What this task involves :: Please copy the records below, starting at their beginning and ending with the line that contains "positive clicks: (315, 196)", and change "rough mask" to "coarse mask" while leaving everything else unchanged.

*** Input records ***

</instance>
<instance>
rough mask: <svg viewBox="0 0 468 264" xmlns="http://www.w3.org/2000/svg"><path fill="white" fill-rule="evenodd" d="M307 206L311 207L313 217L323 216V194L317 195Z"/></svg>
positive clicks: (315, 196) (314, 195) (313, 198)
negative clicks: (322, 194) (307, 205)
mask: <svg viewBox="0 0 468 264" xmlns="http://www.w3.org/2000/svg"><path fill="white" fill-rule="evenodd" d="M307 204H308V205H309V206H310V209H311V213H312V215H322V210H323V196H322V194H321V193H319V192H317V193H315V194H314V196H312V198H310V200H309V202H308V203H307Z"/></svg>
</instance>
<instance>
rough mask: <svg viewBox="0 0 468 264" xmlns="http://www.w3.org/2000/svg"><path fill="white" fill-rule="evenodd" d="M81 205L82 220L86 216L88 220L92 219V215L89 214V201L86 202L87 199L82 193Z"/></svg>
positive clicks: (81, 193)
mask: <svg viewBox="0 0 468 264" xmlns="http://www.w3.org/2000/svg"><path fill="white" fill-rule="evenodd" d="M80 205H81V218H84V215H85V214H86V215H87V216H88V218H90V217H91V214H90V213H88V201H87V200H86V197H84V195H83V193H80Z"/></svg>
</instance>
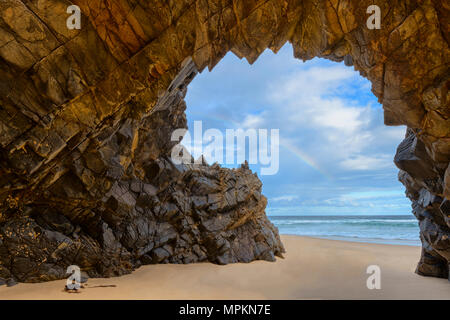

*** End of Input records ***

Response area ::
</instance>
<instance>
coarse mask: <svg viewBox="0 0 468 264" xmlns="http://www.w3.org/2000/svg"><path fill="white" fill-rule="evenodd" d="M307 206L311 207L313 217L323 216V194L317 195Z"/></svg>
positive clicks: (315, 196) (314, 195) (313, 198)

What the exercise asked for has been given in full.